まずは、エアコンの風向を上向きか水平にし、下に流さないようにします。そして、扇風機やサーキュレータで風を上向きに送りましょう。
すると、部屋全体の温度が下がるので、エアコンのセンサーが正常に機能しやすくなります。また、体感温度も下がるので、エアコンをフル稼働させなくても快適に感じます。
風量については、自動運転をおすすめします。エアコンが自動で検知し、暑いときには早く部屋を冷やし、その後は一定を保つように効率良く働きます。
人の体感と実際の温度は異なってくるので、部屋の温度設定はエアコンに任せたほうが、節電につながります。
エアコン内部の掃除
エアコン内部が汚れていると、エアコンの運転効率が悪化します。例えば、フィルターが汚れていると風速が10%ダウンします。
エアコン内部を掃除するにはプロに任せるか、自分でクリーニングする必要があります。
フィルターを月に1回か2回清掃。
年間で電気31.95kWhの省エネ 約700円の節約
原油換算8.05L CO2削減量15.6kg
フィルターが目詰りしているエアコン(2.2kW)とフィルターを清掃した場合の比較
出典:エアコン | 上手な省エネの方法 | 一般向け省エネ関連情報 | 省エネポータルサイト
自分で行う場合は2週間に一度は取り外し、中性洗剤で水洗いすれば、汚れは落ちます。
また、プロに任せると、フィルターの他に運転効率に関わるファンの汚れなど、細かく掃除をしてくれます。1万円〜3万円ほどコストがかかりますが、1〜3年に一度はプロに頼むのもおすすめです。
室外機の手入れ
エアコンの手入れはしても、室外機はお手入れしないという人も少なくありません。しかし、室外機も外の空気に触れて汚れてしまい、効率を悪くしてしまっています。室外機の中のフィンを水洗いするだけで汚れは落ちます。
また、室外機に直射日光が当たっていると、センサーが温度を正確に測れず、余計に稼働してしまいます。すだれなどを使用し、室外機に日陰を作りましょう。日陰にしたことで、電気使用料が約5%削減したという例もあります。

→ **記録一覧**
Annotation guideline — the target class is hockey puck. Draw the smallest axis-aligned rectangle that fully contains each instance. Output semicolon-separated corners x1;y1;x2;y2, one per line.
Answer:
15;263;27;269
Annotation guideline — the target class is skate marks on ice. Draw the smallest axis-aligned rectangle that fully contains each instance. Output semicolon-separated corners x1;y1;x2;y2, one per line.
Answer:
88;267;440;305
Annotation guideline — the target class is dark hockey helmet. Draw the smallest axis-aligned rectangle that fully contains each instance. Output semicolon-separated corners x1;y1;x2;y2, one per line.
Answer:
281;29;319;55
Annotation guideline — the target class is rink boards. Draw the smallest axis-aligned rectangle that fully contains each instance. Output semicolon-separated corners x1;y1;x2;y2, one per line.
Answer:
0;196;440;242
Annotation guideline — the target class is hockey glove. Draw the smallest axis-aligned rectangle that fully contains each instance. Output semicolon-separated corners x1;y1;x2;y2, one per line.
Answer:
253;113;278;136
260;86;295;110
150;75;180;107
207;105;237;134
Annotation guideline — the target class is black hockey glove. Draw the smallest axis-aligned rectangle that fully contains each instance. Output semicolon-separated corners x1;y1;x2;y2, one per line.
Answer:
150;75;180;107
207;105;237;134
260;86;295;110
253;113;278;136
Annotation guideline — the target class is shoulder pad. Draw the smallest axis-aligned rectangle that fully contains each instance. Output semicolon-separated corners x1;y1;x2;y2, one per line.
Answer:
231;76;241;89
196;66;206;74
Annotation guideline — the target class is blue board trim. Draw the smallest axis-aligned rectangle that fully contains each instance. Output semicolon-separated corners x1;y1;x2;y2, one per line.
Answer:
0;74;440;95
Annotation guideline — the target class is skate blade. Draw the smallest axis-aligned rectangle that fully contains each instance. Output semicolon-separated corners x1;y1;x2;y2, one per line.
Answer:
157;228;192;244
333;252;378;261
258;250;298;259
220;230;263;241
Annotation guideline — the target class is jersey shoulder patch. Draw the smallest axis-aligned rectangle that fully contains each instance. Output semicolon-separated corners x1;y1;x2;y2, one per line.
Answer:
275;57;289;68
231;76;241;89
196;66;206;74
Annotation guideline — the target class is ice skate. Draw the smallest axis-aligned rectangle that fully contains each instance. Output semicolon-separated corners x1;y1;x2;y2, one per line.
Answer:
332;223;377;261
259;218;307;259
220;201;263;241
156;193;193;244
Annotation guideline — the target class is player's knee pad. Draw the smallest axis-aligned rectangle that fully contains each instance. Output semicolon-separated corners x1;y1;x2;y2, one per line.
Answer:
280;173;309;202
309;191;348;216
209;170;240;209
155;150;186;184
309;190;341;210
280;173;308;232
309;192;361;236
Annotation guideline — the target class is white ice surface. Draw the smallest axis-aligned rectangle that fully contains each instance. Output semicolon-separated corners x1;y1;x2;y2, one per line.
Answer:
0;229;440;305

→ **取り組む課題**
[1] 本文によると、すだれなどを使って室外機に日陰を作るのはなぜか。1〜3文で説明せよ。
[2] 本文のうち、「エアコン内部を掃除するにはプロに任せるか、自分でクリーニングする必要があります。」を含む語句で始まり「自分で行う場合は2週間に一度は取り外し、中性洗剤で水洗いすれば、汚れは落ちます。」で終わる部分を、一字一句変えずに書き出せ。

→ **解答例**
[1] 室外機に直射日光が当たっていると、センサーが温度を正確に測れず、エアコンが余計に稼働してしまうからである。

[2]
エアコン内部を掃除するにはプロに任せるか、自分でクリーニングする必要があります。
フィルターを月に1回か2回清掃。
年間で電気31.95kWhの省エネ 約700円の節約
原油換算8.05L CO2削減量15.6kg
フィルターが目詰りしているエアコン(2.2kW)とフィルターを清掃した場合の比較
出典:エアコン | 上手な省エネの方法 | 一般向け省エネ関連情報 | 省エネポータルサイト
自分で行う場合は2週間に一度は取り外し、中性洗剤で水洗いすれば、汚れは落ちます。